§ Written task: Quote every line as given.
::::::::::
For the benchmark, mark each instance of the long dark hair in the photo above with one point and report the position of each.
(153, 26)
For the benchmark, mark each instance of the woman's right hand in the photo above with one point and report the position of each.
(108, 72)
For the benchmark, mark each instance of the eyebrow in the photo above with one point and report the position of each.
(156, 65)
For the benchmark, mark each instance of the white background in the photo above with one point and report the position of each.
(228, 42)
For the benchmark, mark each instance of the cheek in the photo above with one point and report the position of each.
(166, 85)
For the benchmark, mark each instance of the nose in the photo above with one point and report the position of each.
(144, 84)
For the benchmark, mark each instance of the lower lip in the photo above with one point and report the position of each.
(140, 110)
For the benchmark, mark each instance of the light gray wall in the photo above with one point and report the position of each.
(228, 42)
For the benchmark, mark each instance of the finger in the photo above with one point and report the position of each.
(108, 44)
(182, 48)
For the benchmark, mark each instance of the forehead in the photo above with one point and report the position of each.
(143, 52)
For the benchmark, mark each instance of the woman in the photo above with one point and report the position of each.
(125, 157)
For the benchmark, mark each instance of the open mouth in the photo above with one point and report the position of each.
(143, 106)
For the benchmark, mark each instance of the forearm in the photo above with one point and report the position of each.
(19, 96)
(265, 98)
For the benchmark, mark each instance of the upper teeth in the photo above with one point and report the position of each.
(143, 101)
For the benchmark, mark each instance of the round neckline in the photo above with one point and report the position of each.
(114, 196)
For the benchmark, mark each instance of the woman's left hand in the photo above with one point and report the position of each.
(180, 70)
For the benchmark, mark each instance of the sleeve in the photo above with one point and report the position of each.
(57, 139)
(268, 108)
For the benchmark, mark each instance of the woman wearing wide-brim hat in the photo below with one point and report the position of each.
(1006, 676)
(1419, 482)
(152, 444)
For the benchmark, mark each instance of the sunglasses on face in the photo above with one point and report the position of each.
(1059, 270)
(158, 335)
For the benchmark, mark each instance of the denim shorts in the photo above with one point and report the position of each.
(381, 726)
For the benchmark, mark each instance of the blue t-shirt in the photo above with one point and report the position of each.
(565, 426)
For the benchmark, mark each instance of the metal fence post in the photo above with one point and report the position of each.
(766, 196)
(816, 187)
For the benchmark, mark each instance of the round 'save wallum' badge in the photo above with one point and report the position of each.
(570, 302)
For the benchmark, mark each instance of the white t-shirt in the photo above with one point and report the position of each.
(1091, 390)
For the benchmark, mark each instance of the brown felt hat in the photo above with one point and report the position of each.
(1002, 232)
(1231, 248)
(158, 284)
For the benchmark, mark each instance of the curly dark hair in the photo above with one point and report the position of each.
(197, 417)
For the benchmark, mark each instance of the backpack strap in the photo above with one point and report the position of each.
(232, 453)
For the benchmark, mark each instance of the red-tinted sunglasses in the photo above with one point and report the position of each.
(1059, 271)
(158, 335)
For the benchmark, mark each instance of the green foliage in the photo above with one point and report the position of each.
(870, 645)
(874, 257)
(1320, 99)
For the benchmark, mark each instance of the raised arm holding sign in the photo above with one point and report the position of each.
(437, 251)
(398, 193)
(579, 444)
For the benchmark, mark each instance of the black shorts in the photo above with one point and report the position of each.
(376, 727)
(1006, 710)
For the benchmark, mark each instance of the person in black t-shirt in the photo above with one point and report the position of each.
::::::::::
§ Full output:
For the benchmark, mark each instance of the long dark hair in the photo above with one point and report the position of each.
(153, 26)
For the benchmark, mark each instance of the woman's right hand in the photo above with one point and report the position of each.
(108, 72)
For the benchmark, mark each instance of the eyebrow in the photo above with one point and report the position of each.
(156, 65)
For the benchmark, mark each instance of the white background in the photo above with one point and report the position of each.
(228, 42)
For the benchmark, mark each instance of the cheek in the photo above with one point and report the position of each.
(166, 85)
For the benchmark, mark each instance of the nose in the photo above with one point and report the position of each.
(144, 84)
For the benchmark, mark each instance of the lower lip in the photo above with one point and report the position of each.
(140, 110)
For the benchmark, mark each instance of the light gray wall in the photo above with one point and report the position of each.
(228, 42)
For the benchmark, mark each instance of the finger in the photo above with one point and report the position of each.
(108, 44)
(182, 48)
For the benchmark, mark each instance of the forehead in the photo above with one point and report the position of each.
(143, 52)
For the benchmark, mark each instance of the woman in the photo above with one point and report the position of each.
(125, 157)
For the benchmark, mark each instance of the open mouth in the photo above with one point and report the position of each.
(143, 106)
For the benchmark, mark each instance of the forearm in the photo above with one point and report the position of each.
(19, 96)
(265, 98)
For the benchmark, mark each instance of the upper teeth in the photo above with one point and report the position of each.
(143, 101)
For the benchmark, mark each instance of the round neckline in the photo above with one point and report the position of each.
(114, 196)
For the benchmark, mark each instance of the woman's left hand in the photo above with one point and report the position of each.
(180, 70)
For the benchmark, mark each instance of the sleeve in the photo above with one point and report the position of each.
(57, 139)
(268, 108)
For the benchmark, mark each instance of the woman wearing wide-brim hat in the photo below with one point and report the position of each.
(1006, 676)
(1419, 482)
(152, 444)
For the benchmark, mark each instance of the sunglasses on face in the photo above with one point and report the position of each.
(1059, 270)
(158, 335)
For the benchmark, mark each instance of the denim shorts in the photo above with one point and report the position of each.
(381, 726)
For the benchmark, mark each instance of the blue t-shirt in the photo above with one point and report the position of each.
(565, 426)
For the benchmark, mark each instance of the metal fence post in the photo above with one point and report the position of each.
(766, 196)
(816, 187)
For the benchmark, mark each instance of the round 'save wallum' badge in the photo above with one point and report the position of each.
(570, 302)
For the benchmark, mark each instance of the white t-shirt in the photo above with one point and report the position of each.
(1091, 390)
For the benchmark, mark each instance of the brown felt hat in the photo above with one point and report the position of each.
(1002, 232)
(1231, 248)
(158, 284)
For the benchmark, mark each instance of the curly dark hair in the photo above with one point and report the position of each.
(197, 417)
For the benchmark, mark each instance of the backpack strap in the photo above with one point and report the position of each.
(232, 453)
For the benchmark, mark each instance of the red-tinted sunglasses in the photo above with one point and report the position of each.
(1059, 271)
(158, 335)
For the benchmark, mark each instance of the green foliage in the photo above with one point and report the position of each.
(870, 645)
(874, 257)
(1320, 99)
For the benchmark, mark each instance of the raised arm holding sign in the photo above with one point and report the position of each.
(437, 251)
(398, 193)
(579, 444)
For the benchmark, mark each instance of the black shorts in the photo above with one point and report the position of each.
(376, 727)
(1006, 710)
For the benchmark, mark each instance of the person in black t-shirt in the photo above with one point and report the position of each.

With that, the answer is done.